**What you need to do**
Filter the entries down to the lines containing "jacket", and copy those lines.

**Data to use**
== Segment start ==
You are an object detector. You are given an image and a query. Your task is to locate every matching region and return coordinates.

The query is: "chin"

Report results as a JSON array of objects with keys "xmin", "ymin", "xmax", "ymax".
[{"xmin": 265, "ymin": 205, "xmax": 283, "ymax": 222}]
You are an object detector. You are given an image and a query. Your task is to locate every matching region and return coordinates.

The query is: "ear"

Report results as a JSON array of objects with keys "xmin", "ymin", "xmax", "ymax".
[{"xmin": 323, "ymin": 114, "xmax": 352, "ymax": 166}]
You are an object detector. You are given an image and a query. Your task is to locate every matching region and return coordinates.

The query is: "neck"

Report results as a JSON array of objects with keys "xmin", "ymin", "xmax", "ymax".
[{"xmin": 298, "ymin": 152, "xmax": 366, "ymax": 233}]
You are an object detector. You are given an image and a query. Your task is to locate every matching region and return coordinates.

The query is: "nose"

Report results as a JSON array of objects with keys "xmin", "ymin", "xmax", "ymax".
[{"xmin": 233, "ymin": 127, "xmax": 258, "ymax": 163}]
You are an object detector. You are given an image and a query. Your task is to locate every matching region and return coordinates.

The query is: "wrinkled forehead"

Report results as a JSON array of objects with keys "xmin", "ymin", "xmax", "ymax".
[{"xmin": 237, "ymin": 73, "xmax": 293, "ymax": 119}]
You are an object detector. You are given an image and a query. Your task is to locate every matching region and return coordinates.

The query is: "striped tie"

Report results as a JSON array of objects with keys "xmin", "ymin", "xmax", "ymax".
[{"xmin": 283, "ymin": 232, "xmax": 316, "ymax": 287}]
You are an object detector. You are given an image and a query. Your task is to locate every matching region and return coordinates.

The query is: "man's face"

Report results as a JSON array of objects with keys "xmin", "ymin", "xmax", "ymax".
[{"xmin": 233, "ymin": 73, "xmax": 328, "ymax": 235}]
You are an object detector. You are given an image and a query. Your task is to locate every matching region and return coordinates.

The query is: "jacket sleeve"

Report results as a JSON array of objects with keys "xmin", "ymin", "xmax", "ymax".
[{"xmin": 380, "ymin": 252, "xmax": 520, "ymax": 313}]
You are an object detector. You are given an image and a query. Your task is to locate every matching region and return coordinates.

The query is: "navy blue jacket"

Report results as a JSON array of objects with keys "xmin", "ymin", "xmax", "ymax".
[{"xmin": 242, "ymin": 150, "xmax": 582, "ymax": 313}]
== Segment end ==
== Segment start ==
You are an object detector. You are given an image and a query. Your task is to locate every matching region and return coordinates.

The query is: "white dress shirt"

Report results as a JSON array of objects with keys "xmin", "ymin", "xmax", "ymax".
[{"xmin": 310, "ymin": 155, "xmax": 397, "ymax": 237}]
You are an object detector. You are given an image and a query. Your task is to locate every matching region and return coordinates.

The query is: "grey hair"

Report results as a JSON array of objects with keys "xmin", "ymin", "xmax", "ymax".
== Segment end ==
**Answer below**
The query is: "jacket sleeve"
The query is: "navy blue jacket"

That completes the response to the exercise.